* Exercise requirements:
Using the records provided below, locate and copy each line that contains the word "hedge".

Records from a dataset:
------------------------------------------------
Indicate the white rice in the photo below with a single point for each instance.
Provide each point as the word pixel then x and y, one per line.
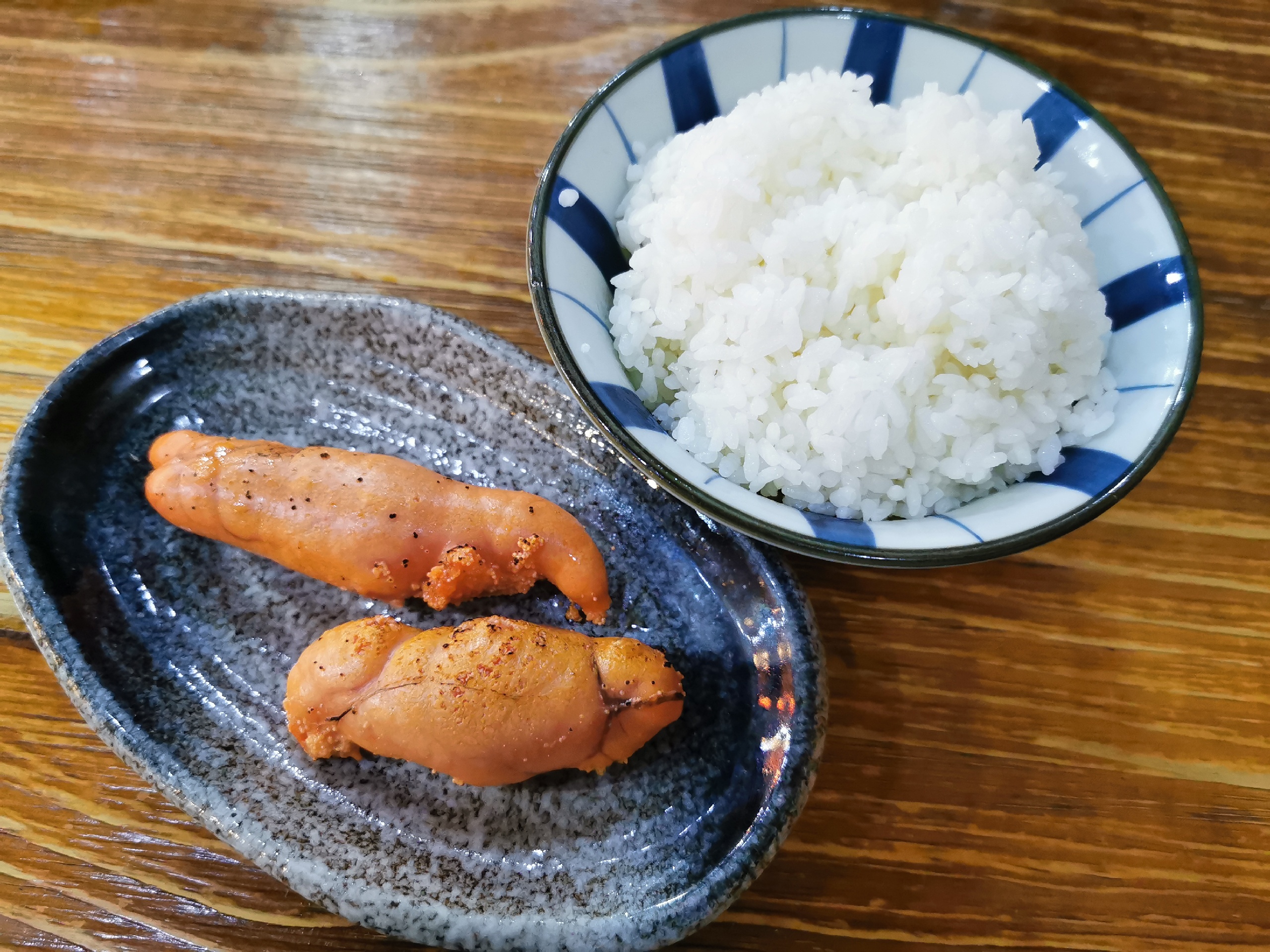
pixel 864 310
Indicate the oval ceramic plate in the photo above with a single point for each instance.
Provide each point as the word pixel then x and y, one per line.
pixel 176 649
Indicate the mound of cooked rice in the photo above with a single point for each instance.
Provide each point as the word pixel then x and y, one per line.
pixel 859 309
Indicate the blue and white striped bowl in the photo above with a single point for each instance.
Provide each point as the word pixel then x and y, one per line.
pixel 1144 267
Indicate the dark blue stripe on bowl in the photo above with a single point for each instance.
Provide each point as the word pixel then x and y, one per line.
pixel 1056 119
pixel 689 87
pixel 588 226
pixel 1110 202
pixel 1089 472
pixel 1146 291
pixel 960 526
pixel 851 532
pixel 567 296
pixel 625 407
pixel 873 51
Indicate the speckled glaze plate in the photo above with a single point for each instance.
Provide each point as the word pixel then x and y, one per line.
pixel 176 649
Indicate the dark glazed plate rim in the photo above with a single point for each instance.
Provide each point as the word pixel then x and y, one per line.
pixel 775 535
pixel 155 763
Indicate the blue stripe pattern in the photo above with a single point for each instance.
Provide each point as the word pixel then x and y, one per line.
pixel 1110 202
pixel 969 76
pixel 587 225
pixel 625 407
pixel 851 532
pixel 1146 291
pixel 960 526
pixel 627 143
pixel 1090 472
pixel 689 87
pixel 873 53
pixel 567 296
pixel 1056 119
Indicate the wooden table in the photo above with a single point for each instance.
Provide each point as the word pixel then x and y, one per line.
pixel 1067 749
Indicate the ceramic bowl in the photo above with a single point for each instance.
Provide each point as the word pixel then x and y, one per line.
pixel 1143 261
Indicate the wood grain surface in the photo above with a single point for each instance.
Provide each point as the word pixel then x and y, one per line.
pixel 1067 749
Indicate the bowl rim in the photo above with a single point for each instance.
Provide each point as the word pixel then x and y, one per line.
pixel 677 485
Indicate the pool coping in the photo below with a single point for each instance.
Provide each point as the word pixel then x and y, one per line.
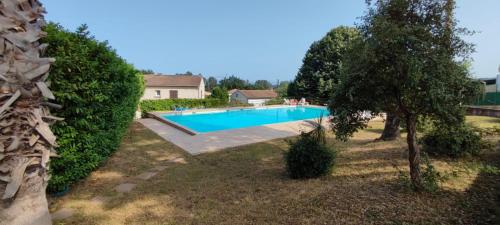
pixel 158 115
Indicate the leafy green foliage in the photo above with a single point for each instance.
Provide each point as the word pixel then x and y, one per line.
pixel 321 65
pixel 282 89
pixel 410 61
pixel 407 61
pixel 99 93
pixel 220 93
pixel 310 156
pixel 453 141
pixel 170 104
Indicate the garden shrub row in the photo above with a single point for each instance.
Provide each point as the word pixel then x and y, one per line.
pixel 99 93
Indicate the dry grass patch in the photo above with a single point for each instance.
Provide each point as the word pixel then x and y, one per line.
pixel 248 185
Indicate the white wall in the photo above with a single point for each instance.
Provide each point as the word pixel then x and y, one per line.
pixel 182 92
pixel 238 97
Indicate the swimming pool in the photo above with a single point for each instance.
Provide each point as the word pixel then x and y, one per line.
pixel 241 118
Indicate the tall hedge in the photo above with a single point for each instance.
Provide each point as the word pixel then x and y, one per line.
pixel 99 93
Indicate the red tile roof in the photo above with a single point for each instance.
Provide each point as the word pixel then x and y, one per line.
pixel 172 80
pixel 258 94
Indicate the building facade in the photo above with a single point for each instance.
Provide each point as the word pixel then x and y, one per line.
pixel 173 86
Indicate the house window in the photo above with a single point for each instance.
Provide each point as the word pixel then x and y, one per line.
pixel 174 94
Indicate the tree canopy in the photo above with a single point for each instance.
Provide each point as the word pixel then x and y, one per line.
pixel 409 60
pixel 321 65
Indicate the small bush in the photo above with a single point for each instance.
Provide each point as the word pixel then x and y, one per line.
pixel 453 141
pixel 309 156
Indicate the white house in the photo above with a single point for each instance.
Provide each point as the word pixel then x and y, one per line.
pixel 255 97
pixel 173 86
pixel 491 84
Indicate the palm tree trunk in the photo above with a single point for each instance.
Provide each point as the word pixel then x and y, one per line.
pixel 26 141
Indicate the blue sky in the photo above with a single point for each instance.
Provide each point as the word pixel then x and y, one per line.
pixel 258 39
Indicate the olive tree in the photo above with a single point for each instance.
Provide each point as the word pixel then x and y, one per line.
pixel 408 61
pixel 321 65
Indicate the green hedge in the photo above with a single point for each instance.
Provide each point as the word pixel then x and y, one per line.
pixel 170 104
pixel 99 93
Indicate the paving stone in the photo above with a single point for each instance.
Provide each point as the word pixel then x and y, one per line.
pixel 99 199
pixel 62 213
pixel 125 187
pixel 146 175
pixel 178 160
pixel 160 168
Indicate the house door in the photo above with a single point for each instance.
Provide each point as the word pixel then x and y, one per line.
pixel 174 94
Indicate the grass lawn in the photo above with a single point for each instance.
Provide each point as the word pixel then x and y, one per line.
pixel 248 185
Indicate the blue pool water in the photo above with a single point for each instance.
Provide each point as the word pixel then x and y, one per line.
pixel 233 119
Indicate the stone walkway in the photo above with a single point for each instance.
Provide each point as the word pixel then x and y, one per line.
pixel 213 141
pixel 126 187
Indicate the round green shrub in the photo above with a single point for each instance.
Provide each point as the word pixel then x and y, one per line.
pixel 309 158
pixel 453 141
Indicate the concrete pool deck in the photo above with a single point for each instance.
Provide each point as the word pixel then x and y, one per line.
pixel 218 140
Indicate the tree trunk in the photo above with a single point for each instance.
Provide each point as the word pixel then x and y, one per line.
pixel 26 141
pixel 414 152
pixel 391 128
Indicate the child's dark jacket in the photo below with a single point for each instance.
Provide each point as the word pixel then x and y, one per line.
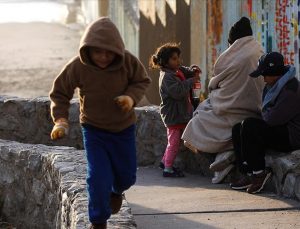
pixel 175 107
pixel 286 110
pixel 98 87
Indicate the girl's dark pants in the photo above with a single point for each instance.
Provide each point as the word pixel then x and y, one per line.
pixel 252 138
pixel 111 167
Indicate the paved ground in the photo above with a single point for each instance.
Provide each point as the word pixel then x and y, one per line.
pixel 194 203
pixel 32 54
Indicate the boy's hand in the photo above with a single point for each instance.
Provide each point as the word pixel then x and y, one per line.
pixel 125 102
pixel 60 129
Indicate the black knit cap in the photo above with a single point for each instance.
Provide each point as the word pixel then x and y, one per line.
pixel 241 28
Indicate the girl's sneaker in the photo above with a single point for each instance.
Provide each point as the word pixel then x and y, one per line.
pixel 175 173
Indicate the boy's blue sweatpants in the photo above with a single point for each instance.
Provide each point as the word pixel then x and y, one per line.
pixel 111 167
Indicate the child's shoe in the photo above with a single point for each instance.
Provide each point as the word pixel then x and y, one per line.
pixel 174 173
pixel 259 181
pixel 115 202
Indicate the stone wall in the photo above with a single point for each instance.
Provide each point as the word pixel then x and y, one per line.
pixel 44 187
pixel 47 183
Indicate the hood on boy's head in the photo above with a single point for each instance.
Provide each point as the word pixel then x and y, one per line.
pixel 241 28
pixel 103 34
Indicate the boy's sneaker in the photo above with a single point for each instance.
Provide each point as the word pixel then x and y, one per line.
pixel 222 161
pixel 115 202
pixel 176 173
pixel 220 175
pixel 98 226
pixel 259 180
pixel 241 184
pixel 161 165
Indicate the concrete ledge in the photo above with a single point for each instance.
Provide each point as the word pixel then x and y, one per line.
pixel 29 121
pixel 44 187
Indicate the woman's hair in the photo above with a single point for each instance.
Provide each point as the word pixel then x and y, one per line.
pixel 163 54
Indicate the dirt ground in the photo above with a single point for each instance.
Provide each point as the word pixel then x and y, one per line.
pixel 31 56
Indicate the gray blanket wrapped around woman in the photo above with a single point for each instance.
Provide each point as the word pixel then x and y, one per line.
pixel 233 96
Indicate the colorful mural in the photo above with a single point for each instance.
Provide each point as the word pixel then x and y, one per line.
pixel 275 25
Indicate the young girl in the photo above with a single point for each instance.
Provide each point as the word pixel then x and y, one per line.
pixel 175 84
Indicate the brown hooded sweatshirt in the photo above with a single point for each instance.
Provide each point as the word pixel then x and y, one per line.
pixel 98 87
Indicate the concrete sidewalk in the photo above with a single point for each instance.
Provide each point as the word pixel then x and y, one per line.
pixel 193 202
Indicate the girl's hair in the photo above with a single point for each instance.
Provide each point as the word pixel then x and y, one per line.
pixel 163 54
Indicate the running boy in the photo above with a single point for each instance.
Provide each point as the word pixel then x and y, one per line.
pixel 111 82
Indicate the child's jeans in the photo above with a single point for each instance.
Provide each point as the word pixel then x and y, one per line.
pixel 174 138
pixel 111 167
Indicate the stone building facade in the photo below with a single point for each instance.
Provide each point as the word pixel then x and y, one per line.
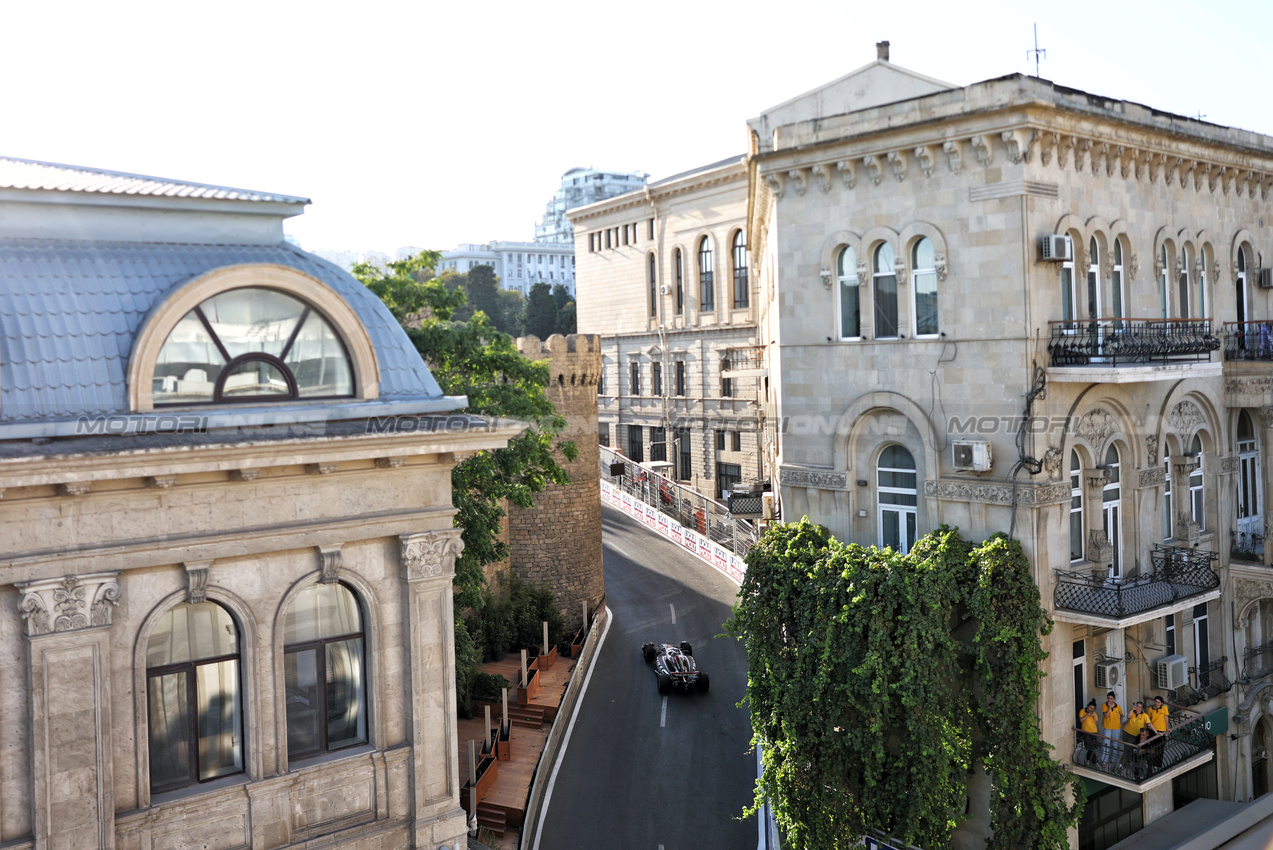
pixel 556 543
pixel 1013 307
pixel 225 582
pixel 663 278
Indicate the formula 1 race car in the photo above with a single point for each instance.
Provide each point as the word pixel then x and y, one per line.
pixel 675 668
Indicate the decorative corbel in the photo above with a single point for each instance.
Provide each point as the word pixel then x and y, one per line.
pixel 924 159
pixel 872 164
pixel 824 177
pixel 797 178
pixel 898 159
pixel 775 185
pixel 196 582
pixel 329 560
pixel 847 173
pixel 982 148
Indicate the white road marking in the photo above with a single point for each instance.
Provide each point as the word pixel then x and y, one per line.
pixel 565 739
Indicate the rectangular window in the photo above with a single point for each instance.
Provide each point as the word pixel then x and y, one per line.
pixel 635 451
pixel 657 438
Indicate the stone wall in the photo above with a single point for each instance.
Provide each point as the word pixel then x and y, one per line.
pixel 558 542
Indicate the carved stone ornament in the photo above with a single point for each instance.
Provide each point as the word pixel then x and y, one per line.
pixel 1095 426
pixel 68 603
pixel 430 554
pixel 816 479
pixel 196 582
pixel 847 173
pixel 329 560
pixel 872 164
pixel 898 160
pixel 997 494
pixel 1185 418
pixel 797 178
pixel 1100 550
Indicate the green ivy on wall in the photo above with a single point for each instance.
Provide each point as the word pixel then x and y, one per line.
pixel 879 682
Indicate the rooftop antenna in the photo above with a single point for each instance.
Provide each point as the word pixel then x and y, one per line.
pixel 1036 51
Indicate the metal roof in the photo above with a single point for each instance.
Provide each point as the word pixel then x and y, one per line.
pixel 54 177
pixel 70 312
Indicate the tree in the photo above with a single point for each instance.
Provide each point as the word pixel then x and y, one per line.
pixel 540 314
pixel 474 359
pixel 879 682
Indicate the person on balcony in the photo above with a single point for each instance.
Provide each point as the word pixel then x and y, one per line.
pixel 1111 723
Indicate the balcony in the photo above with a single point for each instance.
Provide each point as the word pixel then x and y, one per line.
pixel 1137 767
pixel 1131 350
pixel 1178 578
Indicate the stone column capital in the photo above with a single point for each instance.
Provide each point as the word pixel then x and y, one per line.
pixel 68 603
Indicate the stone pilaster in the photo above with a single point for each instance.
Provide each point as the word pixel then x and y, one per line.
pixel 428 568
pixel 68 636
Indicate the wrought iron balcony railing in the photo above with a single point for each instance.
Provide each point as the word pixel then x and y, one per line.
pixel 1176 574
pixel 1117 342
pixel 1249 341
pixel 1258 661
pixel 1137 762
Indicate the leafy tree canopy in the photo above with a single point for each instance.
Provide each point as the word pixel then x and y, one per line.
pixel 472 358
pixel 880 681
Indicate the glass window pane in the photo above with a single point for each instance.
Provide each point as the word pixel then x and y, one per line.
pixel 220 738
pixel 303 703
pixel 346 720
pixel 317 359
pixel 189 633
pixel 321 611
pixel 168 711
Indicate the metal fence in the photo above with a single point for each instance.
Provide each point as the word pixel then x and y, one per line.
pixel 690 508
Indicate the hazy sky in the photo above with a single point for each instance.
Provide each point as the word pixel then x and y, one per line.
pixel 433 124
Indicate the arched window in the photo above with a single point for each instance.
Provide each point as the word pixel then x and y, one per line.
pixel 192 696
pixel 1250 521
pixel 1197 499
pixel 898 498
pixel 849 294
pixel 885 280
pixel 253 345
pixel 741 292
pixel 1094 280
pixel 323 671
pixel 653 288
pixel 1111 510
pixel 707 288
pixel 1117 285
pixel 680 284
pixel 1076 508
pixel 923 278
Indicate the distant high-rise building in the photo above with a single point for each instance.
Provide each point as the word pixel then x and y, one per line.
pixel 582 186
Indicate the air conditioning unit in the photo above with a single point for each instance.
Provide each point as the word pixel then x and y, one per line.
pixel 1109 675
pixel 971 454
pixel 1173 672
pixel 1055 248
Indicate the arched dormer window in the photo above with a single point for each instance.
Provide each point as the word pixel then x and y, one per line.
pixel 251 344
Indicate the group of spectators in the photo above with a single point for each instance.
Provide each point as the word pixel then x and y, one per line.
pixel 1141 727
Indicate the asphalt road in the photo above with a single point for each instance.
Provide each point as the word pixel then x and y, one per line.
------------------------------------------------
* Solution to the exercise:
Indicate the tall hedge in the photo above with a single point for each instance.
Indicate the green hedge in the photo above with a single point for each instance.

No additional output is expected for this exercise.